→ **Provided data**

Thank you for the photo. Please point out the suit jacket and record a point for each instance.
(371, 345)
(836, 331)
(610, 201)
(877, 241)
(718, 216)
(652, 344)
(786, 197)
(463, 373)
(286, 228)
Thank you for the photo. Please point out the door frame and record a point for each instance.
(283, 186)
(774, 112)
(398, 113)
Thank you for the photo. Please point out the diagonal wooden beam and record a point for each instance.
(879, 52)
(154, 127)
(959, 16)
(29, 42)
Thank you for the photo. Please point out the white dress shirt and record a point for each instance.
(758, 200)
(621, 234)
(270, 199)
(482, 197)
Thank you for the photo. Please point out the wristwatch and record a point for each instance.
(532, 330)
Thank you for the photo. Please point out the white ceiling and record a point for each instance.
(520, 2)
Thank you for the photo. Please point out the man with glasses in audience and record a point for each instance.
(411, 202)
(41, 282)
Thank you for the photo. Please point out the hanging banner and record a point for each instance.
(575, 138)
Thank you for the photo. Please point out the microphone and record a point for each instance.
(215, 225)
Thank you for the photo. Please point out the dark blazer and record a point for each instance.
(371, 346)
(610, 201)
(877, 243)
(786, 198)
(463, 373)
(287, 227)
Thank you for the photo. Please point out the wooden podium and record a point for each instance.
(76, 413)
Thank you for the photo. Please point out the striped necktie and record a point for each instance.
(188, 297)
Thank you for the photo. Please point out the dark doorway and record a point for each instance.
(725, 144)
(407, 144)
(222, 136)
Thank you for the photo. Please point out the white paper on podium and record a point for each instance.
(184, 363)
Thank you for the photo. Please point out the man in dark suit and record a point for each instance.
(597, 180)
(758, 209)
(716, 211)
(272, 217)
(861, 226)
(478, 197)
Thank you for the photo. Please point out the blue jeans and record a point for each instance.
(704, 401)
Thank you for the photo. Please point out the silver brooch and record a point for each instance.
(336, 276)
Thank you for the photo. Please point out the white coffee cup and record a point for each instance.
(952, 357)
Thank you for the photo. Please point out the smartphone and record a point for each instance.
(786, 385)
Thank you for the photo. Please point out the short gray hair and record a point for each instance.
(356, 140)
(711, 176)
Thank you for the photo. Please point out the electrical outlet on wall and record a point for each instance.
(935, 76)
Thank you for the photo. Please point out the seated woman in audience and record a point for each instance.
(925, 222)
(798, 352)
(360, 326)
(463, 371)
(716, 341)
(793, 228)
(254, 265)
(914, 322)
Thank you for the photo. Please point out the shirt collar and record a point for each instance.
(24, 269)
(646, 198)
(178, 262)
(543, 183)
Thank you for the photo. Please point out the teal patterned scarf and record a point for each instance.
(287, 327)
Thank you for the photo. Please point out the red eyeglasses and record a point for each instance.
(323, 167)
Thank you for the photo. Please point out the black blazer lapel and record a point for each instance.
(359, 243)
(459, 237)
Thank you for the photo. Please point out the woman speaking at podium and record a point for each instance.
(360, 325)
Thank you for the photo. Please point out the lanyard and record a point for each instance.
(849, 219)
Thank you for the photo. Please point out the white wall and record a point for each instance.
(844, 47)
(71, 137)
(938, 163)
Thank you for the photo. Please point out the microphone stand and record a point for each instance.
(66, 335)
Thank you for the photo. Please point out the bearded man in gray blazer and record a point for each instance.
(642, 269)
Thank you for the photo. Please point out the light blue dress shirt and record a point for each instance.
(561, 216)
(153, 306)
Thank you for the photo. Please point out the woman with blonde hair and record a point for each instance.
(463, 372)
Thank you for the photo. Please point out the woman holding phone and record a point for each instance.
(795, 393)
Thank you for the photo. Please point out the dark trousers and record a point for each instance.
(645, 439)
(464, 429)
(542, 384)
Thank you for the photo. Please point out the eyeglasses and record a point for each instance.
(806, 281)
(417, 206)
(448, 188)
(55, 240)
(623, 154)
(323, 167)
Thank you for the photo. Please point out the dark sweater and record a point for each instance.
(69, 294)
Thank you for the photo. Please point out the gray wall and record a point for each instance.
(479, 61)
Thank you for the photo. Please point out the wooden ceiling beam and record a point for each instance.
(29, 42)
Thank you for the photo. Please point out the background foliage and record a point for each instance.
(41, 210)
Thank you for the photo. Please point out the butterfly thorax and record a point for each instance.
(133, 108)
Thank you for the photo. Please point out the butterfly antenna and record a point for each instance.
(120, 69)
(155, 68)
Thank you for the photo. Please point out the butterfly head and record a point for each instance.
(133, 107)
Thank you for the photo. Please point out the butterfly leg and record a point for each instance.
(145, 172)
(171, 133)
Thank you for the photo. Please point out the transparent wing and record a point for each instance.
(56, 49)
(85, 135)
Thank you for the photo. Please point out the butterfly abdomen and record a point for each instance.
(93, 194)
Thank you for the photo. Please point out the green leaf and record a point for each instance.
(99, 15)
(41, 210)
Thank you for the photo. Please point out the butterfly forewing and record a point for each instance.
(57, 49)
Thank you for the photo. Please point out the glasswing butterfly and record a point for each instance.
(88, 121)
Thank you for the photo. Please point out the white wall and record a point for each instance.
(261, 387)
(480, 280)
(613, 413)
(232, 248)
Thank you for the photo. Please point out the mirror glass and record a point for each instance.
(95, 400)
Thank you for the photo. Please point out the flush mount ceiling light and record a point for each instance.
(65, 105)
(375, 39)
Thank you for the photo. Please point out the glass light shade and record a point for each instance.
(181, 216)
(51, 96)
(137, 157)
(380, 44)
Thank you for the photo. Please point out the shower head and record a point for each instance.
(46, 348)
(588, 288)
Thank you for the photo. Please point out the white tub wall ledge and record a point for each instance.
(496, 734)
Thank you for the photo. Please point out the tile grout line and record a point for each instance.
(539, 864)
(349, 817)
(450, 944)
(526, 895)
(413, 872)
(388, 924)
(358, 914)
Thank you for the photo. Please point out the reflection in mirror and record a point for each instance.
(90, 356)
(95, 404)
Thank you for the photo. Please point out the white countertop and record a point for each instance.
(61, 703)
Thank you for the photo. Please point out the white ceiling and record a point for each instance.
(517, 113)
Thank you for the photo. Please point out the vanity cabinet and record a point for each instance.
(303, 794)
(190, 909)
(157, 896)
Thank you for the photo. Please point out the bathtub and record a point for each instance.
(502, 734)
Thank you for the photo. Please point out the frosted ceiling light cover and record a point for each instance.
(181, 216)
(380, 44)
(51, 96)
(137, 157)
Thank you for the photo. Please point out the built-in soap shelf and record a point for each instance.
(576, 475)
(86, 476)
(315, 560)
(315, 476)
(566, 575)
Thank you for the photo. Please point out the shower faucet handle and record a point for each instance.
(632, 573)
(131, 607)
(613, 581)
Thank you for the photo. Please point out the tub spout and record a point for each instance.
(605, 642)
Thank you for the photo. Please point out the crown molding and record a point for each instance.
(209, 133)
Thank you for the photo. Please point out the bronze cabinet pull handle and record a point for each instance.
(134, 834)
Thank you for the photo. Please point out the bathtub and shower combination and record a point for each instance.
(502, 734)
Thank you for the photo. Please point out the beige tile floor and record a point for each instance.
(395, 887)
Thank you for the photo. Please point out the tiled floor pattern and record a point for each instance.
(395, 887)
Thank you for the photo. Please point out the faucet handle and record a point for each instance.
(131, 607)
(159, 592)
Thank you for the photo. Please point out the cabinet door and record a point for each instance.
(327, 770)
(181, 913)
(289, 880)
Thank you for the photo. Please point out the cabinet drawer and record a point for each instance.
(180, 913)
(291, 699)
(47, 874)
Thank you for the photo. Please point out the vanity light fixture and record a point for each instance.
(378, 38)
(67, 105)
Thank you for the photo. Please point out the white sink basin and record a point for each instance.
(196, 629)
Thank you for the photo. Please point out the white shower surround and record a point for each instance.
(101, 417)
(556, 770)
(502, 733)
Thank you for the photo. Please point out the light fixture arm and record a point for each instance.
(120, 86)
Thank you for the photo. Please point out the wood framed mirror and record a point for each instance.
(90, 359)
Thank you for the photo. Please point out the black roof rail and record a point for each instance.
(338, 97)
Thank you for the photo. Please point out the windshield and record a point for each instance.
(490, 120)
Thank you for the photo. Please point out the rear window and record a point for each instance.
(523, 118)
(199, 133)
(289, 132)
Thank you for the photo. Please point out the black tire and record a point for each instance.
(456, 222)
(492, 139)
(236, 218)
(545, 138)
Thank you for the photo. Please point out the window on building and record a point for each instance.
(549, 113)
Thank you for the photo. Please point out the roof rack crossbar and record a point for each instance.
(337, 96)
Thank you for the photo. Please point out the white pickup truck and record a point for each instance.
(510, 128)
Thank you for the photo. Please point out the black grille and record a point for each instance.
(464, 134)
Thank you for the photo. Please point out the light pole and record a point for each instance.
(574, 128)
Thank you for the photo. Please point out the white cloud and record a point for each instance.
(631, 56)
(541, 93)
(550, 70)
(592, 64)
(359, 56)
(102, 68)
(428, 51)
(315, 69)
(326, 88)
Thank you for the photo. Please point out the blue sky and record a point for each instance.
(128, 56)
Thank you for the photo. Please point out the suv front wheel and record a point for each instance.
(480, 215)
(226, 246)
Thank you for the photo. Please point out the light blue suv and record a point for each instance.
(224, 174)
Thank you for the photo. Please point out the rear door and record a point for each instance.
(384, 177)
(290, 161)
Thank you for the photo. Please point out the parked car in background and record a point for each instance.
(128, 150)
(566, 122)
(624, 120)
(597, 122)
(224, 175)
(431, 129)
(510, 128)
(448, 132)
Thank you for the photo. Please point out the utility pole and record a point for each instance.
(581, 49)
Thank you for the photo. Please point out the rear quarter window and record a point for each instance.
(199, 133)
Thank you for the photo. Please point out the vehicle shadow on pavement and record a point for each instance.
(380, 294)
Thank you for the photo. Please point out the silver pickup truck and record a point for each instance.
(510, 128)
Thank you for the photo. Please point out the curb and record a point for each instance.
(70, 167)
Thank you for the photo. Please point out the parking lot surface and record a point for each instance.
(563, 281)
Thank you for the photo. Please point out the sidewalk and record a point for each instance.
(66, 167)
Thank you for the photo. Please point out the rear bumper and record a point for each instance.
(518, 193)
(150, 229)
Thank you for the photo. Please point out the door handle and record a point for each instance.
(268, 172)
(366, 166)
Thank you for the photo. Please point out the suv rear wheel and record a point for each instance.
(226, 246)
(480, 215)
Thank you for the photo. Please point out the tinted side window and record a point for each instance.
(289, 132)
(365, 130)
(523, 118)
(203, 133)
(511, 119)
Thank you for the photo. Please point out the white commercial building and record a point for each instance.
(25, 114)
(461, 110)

→ **Exercise objective**
Everything from the line containing "Thank you for the photo. Please point out the tinted" to the last line of the material above must be copied exactly, and only that.

→ **Task solution**
Thank you for the photo. Please point out the tinted side window and record a point for each instance.
(289, 132)
(365, 130)
(523, 118)
(203, 133)
(511, 119)
Thank you for the photo. Please point out the white commercial building and record a point for each instance.
(25, 114)
(461, 110)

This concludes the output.